■ Aim of the exercise ■
Your answer must be an exact transcription of every record below, with the pictures omitted.

■ Source data ■
————
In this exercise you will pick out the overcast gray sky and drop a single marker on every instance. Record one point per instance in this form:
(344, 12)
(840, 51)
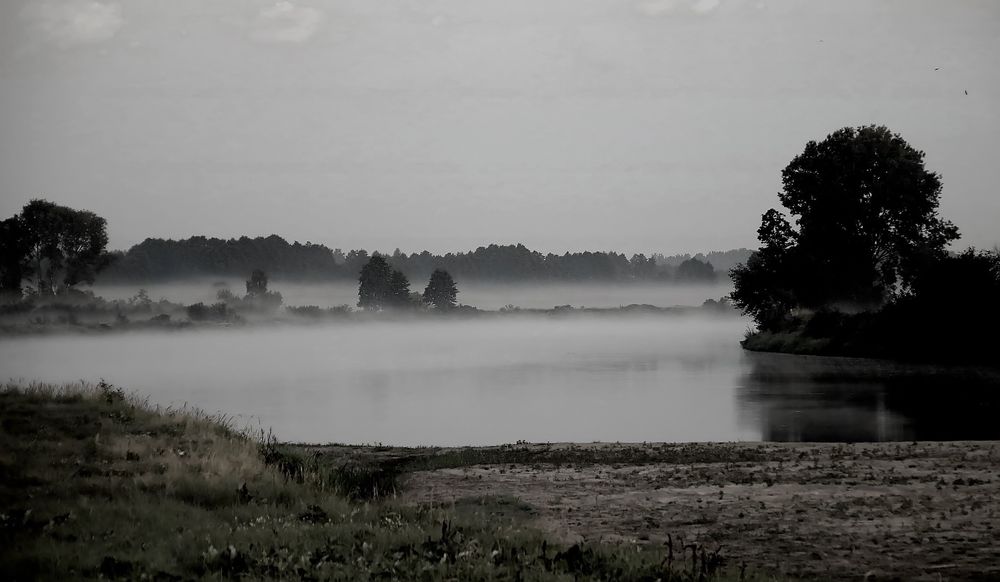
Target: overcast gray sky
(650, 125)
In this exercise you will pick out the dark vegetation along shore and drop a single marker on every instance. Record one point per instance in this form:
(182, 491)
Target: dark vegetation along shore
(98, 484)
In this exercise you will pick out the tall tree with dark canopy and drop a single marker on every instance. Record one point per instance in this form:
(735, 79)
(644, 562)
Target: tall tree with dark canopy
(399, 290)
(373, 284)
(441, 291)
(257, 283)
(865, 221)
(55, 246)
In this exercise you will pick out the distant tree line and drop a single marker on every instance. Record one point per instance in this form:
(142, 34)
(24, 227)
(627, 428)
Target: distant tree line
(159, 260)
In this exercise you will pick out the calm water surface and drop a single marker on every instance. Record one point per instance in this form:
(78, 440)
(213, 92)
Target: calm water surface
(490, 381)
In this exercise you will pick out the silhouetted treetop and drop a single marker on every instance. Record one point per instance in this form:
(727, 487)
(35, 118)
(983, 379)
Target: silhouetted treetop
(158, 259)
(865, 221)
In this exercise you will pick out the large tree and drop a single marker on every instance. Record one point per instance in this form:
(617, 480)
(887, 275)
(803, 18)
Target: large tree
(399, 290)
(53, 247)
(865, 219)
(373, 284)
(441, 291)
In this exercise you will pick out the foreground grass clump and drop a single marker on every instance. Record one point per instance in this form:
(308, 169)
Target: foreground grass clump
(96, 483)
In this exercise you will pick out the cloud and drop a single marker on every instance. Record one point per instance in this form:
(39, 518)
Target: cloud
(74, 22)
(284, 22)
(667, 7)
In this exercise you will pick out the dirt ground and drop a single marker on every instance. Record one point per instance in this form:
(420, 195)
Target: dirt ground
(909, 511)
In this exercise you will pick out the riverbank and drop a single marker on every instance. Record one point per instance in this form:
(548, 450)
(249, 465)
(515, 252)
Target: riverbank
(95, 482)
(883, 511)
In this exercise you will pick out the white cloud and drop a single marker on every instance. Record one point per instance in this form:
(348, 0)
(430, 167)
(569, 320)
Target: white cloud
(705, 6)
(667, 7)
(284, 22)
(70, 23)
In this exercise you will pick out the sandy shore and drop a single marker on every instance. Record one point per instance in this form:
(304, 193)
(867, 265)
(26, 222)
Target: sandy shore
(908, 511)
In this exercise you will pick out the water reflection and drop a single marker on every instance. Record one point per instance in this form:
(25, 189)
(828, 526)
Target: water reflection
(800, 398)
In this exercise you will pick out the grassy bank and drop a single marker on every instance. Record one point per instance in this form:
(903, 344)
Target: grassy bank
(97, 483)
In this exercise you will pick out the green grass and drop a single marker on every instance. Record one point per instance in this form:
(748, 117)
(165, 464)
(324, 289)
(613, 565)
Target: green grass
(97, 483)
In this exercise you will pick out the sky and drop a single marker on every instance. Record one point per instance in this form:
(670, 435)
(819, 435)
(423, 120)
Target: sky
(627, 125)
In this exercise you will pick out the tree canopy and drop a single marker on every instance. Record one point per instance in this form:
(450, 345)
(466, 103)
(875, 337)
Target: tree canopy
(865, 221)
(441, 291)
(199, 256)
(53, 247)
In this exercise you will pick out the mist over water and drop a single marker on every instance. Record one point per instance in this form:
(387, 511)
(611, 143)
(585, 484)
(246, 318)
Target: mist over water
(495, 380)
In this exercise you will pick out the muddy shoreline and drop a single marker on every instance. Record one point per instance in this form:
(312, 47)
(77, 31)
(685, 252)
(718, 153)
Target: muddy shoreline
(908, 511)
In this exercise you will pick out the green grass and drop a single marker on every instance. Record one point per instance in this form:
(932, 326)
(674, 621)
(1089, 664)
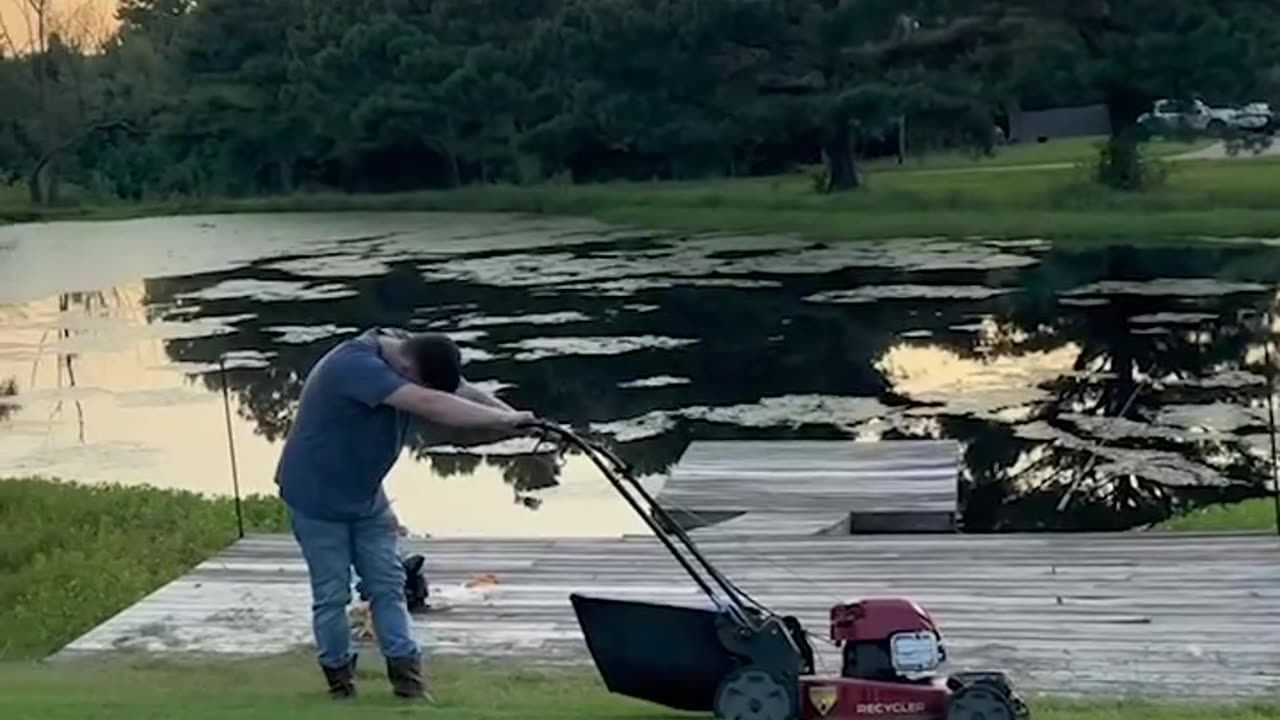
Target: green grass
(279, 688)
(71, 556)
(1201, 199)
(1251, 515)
————
■ Exercise answer ■
In this exercise you will pick out the overcast gray sky and drop a single marker on every instance. Record one point per instance in this form:
(344, 12)
(840, 51)
Target: overcast gray sky
(650, 125)
In this exercise you will pick out the dark vegetation along shore and drop a single marker on every instance. Record one point per instance in this form:
(182, 491)
Target: dark vegetation along shore
(98, 484)
In this exercise you will pick out the tall tree with dark canopy and drop a single marker on every instance. Record one point per instance in this form:
(735, 79)
(644, 562)
Target: tall tree with dark canopy
(399, 290)
(373, 284)
(441, 291)
(257, 283)
(865, 221)
(55, 246)
In this exercise you will pick out the distant tree line and drop a single marker on every instance. Record one point per instance in this form:
(142, 34)
(24, 227)
(627, 428)
Target: distant tree line
(159, 260)
In this exercise you will pick out the calm water surface and drop a single marker on every instance. Record one point per instance in this form:
(78, 440)
(213, 92)
Target: calm water surface
(490, 381)
In this exercise you will pick out the silhouetted treetop and drop a single marker on every instance. Record one point per instance in this form:
(727, 487)
(35, 118)
(983, 379)
Target: silhouetted treetop
(158, 259)
(865, 221)
In this exercise you will pick out the large tree and drop a single marker on every instance. Record one point per instance in this form:
(617, 480)
(887, 275)
(803, 18)
Target: large tree
(399, 290)
(53, 247)
(865, 219)
(373, 284)
(441, 291)
In this exercise you will pick out the foreground grass clump and drop a single marker on every instance. Record one point per instance in this form:
(308, 169)
Target: foreground grass clump
(96, 483)
In this exercise you will pick out the cloud and drop a single marker on every instance. Record one point per instance in this form:
(39, 518)
Target: cloud
(74, 22)
(284, 22)
(667, 7)
In this exercise you will pick out the dirt ground and drop a single marker on every instance. Record one point per instance in this form:
(420, 195)
Target: dirt ground
(909, 511)
In this exercise you will pick out the riverbank and drop a single marker on every instance. Record one point per instance in this form:
(548, 450)
(249, 465)
(515, 252)
Target: riverbank
(95, 482)
(883, 511)
In this exercise you will pick out the white cloud and drop a single marker on every instance. Record one point per instance in this form:
(348, 0)
(430, 167)
(569, 320)
Target: white cloud
(705, 6)
(667, 7)
(284, 22)
(70, 23)
In this exercise you will pick out the sandy shore and drop a single marker on every instance. Record one point per instance in this form:
(304, 193)
(867, 265)
(26, 222)
Target: sandy shore
(908, 511)
In this exercise you will pick out the water reflection and drop a single marker on every instance. Record one point per instance in this form:
(25, 189)
(828, 526)
Target: water reflection
(800, 398)
In this exercise you will pick out the grassy bank and drop a single marker on every instance. Record one point per instance in this form:
(903, 344)
Target: grassy bank
(97, 483)
In this exercise you will pick out the green grass and drop a single marker on every instance. Record one point per instance in this form:
(748, 117)
(165, 464)
(324, 289)
(613, 565)
Target: green grass
(97, 483)
In this exercise you will pick out the sky and drop a single marker on every instance. Record one point per instance in this form:
(670, 435)
(819, 435)
(423, 120)
Target: sky
(627, 125)
In this exercise you will pick out the tree canopy and drop a single marker on every instance. Record one point per instance in this form:
(450, 345)
(466, 103)
(875, 337)
Target: tree canopy
(865, 221)
(441, 291)
(199, 256)
(53, 247)
In this exercise you will pick out the mist over water and drop a single marker on every instance. Record one point per instance in this form:
(387, 511)
(611, 143)
(585, 484)
(246, 318)
Target: mist over water
(495, 380)
In this exercise you will pick out the muddy shoreline and drop a single marker on every instance. Record one point per instance in this form:
(312, 47)
(77, 31)
(685, 252)
(718, 153)
Target: muddy shoreline
(908, 511)
In this exercise you will pick out the green grass and drop a single marker on every instance. Record one point per instance in this form:
(932, 326)
(674, 621)
(1089, 664)
Target: green grass
(279, 688)
(71, 556)
(1201, 199)
(1251, 515)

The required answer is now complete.